0x07D1: A Base Odyssey

I recently dived into the deep and not altogether pleasant rabbit hole of cryptography for my online game service Sagittarius. What follows is an account of my adventures.

To start off, I must be brutally clear: I am NOT a cryptographer, or a math whiz, or anything like that. I have implemented Rijndael in Java as part of one of my computer science classes, and we did have to learn about hashes and salts and the like. I’d like to imagine that one day the NSA will be knocking at my door for SHA-15 or something (with paychecks in tow, of course), but we both know that’s highly unlikely.

The Dilemma

For Sagittarius, I faced a unique problem: finding an encryption algorithm that I could code in a variety of languages, one of which happened to be UnrealScript. Given that I had had experience with Rijndael I tried to port it to UnrealScript only to find out how advanced the algorithm truly is — and how primitive UnrealScript’s bit twiddling support is in comparison.

*Data extract*
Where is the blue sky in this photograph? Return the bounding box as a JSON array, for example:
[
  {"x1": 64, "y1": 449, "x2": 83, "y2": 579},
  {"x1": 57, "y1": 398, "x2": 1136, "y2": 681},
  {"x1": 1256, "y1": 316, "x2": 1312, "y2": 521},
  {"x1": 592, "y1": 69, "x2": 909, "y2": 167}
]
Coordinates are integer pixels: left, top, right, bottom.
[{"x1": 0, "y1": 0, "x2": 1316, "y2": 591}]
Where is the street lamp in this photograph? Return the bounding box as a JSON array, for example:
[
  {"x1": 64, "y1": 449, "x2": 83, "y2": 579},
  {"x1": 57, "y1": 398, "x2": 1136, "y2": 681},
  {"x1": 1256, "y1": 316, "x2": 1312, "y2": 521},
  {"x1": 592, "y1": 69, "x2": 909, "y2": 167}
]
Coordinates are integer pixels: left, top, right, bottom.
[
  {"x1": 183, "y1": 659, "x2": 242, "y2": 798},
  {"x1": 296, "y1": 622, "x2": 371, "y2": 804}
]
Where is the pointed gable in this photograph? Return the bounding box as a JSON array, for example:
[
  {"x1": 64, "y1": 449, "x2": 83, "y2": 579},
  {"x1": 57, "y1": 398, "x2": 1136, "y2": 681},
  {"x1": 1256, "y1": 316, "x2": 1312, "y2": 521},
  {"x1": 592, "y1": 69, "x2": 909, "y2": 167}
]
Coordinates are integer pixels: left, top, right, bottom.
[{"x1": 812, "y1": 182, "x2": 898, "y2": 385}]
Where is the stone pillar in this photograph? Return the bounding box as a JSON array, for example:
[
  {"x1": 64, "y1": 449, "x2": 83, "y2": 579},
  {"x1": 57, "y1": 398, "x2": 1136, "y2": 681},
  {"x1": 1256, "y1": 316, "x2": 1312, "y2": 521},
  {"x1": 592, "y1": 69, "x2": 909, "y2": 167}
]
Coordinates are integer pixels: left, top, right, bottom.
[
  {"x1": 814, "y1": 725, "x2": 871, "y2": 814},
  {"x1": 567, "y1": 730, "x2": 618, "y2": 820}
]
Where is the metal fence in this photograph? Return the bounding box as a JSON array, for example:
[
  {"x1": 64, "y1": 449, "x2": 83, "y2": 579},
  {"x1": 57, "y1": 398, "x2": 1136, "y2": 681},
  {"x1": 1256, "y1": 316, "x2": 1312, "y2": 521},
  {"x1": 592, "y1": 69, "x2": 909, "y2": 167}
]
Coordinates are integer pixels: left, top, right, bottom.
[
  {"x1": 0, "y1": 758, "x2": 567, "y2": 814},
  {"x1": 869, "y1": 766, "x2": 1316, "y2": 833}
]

*Stated exercise*
Pick up the account of searching for an encryption algorithm for Sagittarius and write what comes after its final sentence.

*Solved exercise*
It’s not that an UnrealScript Rijndael implementation isn’t possible, only that a working one is terribly inefficient and hacky in all sorts of bad, not-so-secure ways. For one thing, trying to transform a string (which is immutable and Unicode-defined in UnrealScript) into a byte array, which must then be sliced into blocks, padded, and run through the bit-shifting grinder, then transformed back into a hexadecimal string representation…well, you get the idea.

Rijndael would be great, but performance-wise it wasn’t going to cut it.

Coding from the Basement

Anyone who calls themselves a cryptographer should cringe at the thought of a “basement algorithm” going into production (for those of you who don’t know, a basement algorithm is exactly what it sounds like: something made by a coder late at night in a sleep-deprived and energy-drink-fueled state of oh-this-isn’t-going-to-look-good-in-the-morning). I don’t have a basement, but I decided to make my own encryption algorithm anyway. Cryptographers, cringe away.

For starters, I wanted to make things simple. Given a string to encode and a key/password to encode it with, I wanted to turn that string into a jumble of bits. I also wanted to be able to take that jumble of bits and the same key and recover my original string. This sounded like a job for an XOR cipher:

PT:  All your base are belong to us
Key: passwordpasswordpasswordpasswo
CT:  f[??+?ZjtL$?E?????+s??uc??!???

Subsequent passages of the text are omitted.